=== Section Start ===

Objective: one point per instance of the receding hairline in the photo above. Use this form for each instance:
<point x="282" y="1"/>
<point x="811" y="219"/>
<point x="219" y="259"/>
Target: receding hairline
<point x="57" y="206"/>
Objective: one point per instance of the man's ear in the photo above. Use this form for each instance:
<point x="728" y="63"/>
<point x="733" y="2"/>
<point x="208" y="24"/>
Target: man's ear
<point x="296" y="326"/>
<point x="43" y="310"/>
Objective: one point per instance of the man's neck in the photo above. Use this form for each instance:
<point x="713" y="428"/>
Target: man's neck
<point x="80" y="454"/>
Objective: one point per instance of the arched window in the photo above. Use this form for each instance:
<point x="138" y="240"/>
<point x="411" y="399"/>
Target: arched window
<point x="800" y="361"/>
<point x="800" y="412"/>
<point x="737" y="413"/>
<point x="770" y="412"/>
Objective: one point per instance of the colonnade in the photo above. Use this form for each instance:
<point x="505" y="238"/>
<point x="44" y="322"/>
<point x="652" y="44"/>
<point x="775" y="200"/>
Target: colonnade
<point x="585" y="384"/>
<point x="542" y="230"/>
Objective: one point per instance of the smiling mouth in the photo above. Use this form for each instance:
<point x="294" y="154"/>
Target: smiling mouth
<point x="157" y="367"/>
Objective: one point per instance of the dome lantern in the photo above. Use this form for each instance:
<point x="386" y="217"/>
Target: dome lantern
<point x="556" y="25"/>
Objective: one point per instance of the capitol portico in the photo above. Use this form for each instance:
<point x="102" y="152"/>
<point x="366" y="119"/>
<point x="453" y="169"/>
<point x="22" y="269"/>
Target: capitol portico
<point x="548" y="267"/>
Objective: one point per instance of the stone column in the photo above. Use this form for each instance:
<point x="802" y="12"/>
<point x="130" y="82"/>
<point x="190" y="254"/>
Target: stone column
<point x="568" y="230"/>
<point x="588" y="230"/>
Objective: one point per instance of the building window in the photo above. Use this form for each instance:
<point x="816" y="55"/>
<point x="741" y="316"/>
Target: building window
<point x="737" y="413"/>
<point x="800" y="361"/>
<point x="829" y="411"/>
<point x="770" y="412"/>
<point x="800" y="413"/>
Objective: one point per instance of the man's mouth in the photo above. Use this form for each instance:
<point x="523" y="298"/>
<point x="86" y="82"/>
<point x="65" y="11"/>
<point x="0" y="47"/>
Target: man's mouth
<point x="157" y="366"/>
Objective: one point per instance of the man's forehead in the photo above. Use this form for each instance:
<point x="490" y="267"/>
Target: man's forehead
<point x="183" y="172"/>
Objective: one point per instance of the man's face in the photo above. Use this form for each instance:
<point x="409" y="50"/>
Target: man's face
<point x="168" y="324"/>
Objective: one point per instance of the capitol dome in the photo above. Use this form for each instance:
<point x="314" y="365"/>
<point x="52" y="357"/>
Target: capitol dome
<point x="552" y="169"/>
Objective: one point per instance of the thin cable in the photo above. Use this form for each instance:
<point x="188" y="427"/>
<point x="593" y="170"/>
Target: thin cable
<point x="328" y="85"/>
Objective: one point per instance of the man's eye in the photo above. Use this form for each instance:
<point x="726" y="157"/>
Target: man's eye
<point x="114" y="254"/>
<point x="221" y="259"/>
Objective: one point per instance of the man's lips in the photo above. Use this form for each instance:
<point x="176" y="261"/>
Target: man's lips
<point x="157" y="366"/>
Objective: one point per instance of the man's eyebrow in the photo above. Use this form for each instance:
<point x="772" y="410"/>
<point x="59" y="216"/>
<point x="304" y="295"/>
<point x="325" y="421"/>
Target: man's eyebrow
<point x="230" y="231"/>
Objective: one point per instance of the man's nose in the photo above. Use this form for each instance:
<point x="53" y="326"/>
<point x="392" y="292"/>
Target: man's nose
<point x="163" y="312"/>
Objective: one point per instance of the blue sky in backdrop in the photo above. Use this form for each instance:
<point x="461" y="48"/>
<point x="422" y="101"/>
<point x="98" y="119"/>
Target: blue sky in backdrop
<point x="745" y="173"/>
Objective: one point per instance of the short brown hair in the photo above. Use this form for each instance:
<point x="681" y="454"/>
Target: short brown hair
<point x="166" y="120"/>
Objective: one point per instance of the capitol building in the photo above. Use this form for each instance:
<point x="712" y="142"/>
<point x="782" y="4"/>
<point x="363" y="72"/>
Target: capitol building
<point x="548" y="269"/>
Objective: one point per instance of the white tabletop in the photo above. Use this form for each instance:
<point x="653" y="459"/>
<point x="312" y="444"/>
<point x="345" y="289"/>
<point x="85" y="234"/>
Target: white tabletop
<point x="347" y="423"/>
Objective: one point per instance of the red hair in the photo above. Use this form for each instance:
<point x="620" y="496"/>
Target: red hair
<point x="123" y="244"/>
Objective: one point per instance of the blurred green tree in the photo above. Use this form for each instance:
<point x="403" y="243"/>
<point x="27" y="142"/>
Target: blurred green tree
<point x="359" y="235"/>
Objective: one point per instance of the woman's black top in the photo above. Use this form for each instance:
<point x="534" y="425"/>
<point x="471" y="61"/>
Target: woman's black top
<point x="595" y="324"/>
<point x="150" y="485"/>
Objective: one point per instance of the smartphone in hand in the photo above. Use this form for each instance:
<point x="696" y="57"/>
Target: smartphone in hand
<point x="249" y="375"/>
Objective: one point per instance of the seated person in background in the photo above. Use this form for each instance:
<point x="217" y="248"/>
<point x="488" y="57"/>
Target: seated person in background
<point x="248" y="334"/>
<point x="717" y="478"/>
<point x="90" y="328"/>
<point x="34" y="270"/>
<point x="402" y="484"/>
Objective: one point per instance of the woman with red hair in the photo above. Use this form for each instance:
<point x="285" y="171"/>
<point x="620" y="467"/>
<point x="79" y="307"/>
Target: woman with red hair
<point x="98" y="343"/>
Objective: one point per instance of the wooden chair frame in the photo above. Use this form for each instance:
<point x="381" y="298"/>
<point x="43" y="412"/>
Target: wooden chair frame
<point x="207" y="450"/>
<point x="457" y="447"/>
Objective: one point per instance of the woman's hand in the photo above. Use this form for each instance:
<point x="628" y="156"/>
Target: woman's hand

=== Section End ===

◆ **WORK REQUEST**:
Each record above has to be retyped exactly, with nothing left out.

◆ **EXPECTED OUTPUT**:
Objective: one point per instance of the receding hairline in the photo above. Use this form for each instance:
<point x="282" y="1"/>
<point x="811" y="219"/>
<point x="219" y="259"/>
Target: receding hairline
<point x="57" y="206"/>
Objective: one point per instance of the man's ear in the photo above. Use this form for each instance:
<point x="728" y="63"/>
<point x="733" y="2"/>
<point x="208" y="24"/>
Target: man's ear
<point x="296" y="326"/>
<point x="43" y="310"/>
Objective: one point per instance of the man's neck in the photo above. Use this form for each instance:
<point x="713" y="428"/>
Target: man's neck
<point x="80" y="454"/>
Objective: one point per instance of the arched window in the photo above. Use this form for each instance:
<point x="138" y="240"/>
<point x="411" y="399"/>
Target: arched window
<point x="800" y="361"/>
<point x="800" y="412"/>
<point x="737" y="413"/>
<point x="770" y="412"/>
Objective: one point per instance of the colonnade in the photo above. Use this form for each instance:
<point x="505" y="238"/>
<point x="44" y="322"/>
<point x="652" y="44"/>
<point x="775" y="200"/>
Target: colonnade
<point x="585" y="384"/>
<point x="542" y="230"/>
Objective: one point per instance of the smiling mouth in the photo above. Use this form for each instance:
<point x="294" y="154"/>
Target: smiling mouth
<point x="157" y="367"/>
Objective: one point per instance of the dome lantern in the photo above. Use this form for each instance:
<point x="386" y="217"/>
Target: dome lantern
<point x="556" y="25"/>
Objective: one point per instance of the capitol portico in the photo above. Use this form for each instance:
<point x="102" y="152"/>
<point x="366" y="119"/>
<point x="453" y="169"/>
<point x="22" y="269"/>
Target: capitol portico
<point x="548" y="267"/>
Objective: one point per instance of the stone column in the photo above. Use this form for each instance:
<point x="802" y="12"/>
<point x="130" y="82"/>
<point x="190" y="254"/>
Target: stone column
<point x="568" y="230"/>
<point x="588" y="230"/>
Objective: one point per instance of the building window in the photo above. Use this form for each instance:
<point x="816" y="55"/>
<point x="741" y="316"/>
Target: building window
<point x="737" y="413"/>
<point x="800" y="361"/>
<point x="829" y="411"/>
<point x="770" y="412"/>
<point x="800" y="413"/>
Objective: one point per instance of the man's mouth in the photo above. Use this form for each instance:
<point x="523" y="298"/>
<point x="86" y="82"/>
<point x="65" y="11"/>
<point x="0" y="47"/>
Target: man's mouth
<point x="157" y="366"/>
Objective: one point per instance of the man's forehead in the photo above. Use this form for each instance:
<point x="490" y="267"/>
Target: man's forehead
<point x="183" y="172"/>
Objective: one point per instance of the man's face in the photo above. Use this form for each instance:
<point x="409" y="50"/>
Target: man's face
<point x="168" y="324"/>
Objective: one point per instance of the capitol dome in the photo above. Use this form for each instance:
<point x="314" y="365"/>
<point x="52" y="357"/>
Target: capitol dome
<point x="552" y="169"/>
Objective: one point per instance of the thin cable in the photo above. Use this form for each instance:
<point x="188" y="427"/>
<point x="593" y="170"/>
Target: thin cable
<point x="328" y="85"/>
Objective: one point per instance of the man's eye in the photo above. Use this form for each instance:
<point x="726" y="157"/>
Target: man's eye
<point x="114" y="254"/>
<point x="221" y="259"/>
Objective: one point per instance of the man's lips in the photo above. Use this form for each instance:
<point x="176" y="261"/>
Target: man's lips
<point x="157" y="366"/>
Objective: one point per instance of the man's eyebrow in the photo above. Use this form for each instance:
<point x="772" y="410"/>
<point x="59" y="216"/>
<point x="304" y="295"/>
<point x="325" y="421"/>
Target: man's eyebrow
<point x="230" y="231"/>
Objective: one point per instance of the man's nose in the photo above. Use this form for each instance:
<point x="53" y="326"/>
<point x="392" y="292"/>
Target: man's nose
<point x="163" y="312"/>
Objective: one point per instance of the blue sky in backdrop in the photo above. Use this form for each instance:
<point x="461" y="48"/>
<point x="422" y="101"/>
<point x="98" y="119"/>
Target: blue sky in backdrop
<point x="745" y="173"/>
Objective: one point per instance of the short brown hair in the photo above. Use this form for each instance:
<point x="681" y="454"/>
Target: short brown hair
<point x="166" y="120"/>
Objective: one point per instance of the capitol building in the photo above. Use this form for each instance:
<point x="712" y="142"/>
<point x="782" y="4"/>
<point x="363" y="72"/>
Target: capitol building
<point x="548" y="269"/>
Objective: one point per instance of the white tabletop in the photo above. Use this form for each instance:
<point x="653" y="459"/>
<point x="312" y="444"/>
<point x="345" y="289"/>
<point x="85" y="234"/>
Target: white tabletop
<point x="347" y="423"/>
Objective: one point per instance of the red hair in the photo above. Use this form for each instance:
<point x="620" y="496"/>
Target: red hair
<point x="123" y="244"/>
Objective: one point per instance of the blurred green tree in the photo above. Use this form for each instance:
<point x="403" y="243"/>
<point x="27" y="142"/>
Target: blurred green tree
<point x="359" y="235"/>
Objective: one point per instance of the woman's black top in the photo above. Use this form for each instance:
<point x="534" y="425"/>
<point x="471" y="61"/>
Target: woman's black top
<point x="595" y="324"/>
<point x="150" y="485"/>
Objective: one point per instance of the smartphone in hand in the photo above. Use this form for each instance:
<point x="696" y="57"/>
Target: smartphone in hand
<point x="249" y="375"/>
Objective: one point per instance of the seated person in background in the photo above. Use this form for each instance:
<point x="217" y="248"/>
<point x="488" y="57"/>
Target: seated person in background
<point x="248" y="334"/>
<point x="717" y="478"/>
<point x="90" y="328"/>
<point x="34" y="270"/>
<point x="402" y="484"/>
Objective: one point per instance of the woman with red hair in the photo above. Use this form for each instance:
<point x="285" y="171"/>
<point x="620" y="467"/>
<point x="79" y="307"/>
Target: woman with red hair
<point x="98" y="343"/>
Objective: one point per instance of the wooden chair frame in the photo above. Use this form for each instance:
<point x="381" y="298"/>
<point x="43" y="412"/>
Target: wooden chair frame
<point x="207" y="450"/>
<point x="457" y="447"/>
Objective: one point per instance of the woman's hand in the photo above. Use this form for each instance:
<point x="628" y="156"/>
Target: woman's hand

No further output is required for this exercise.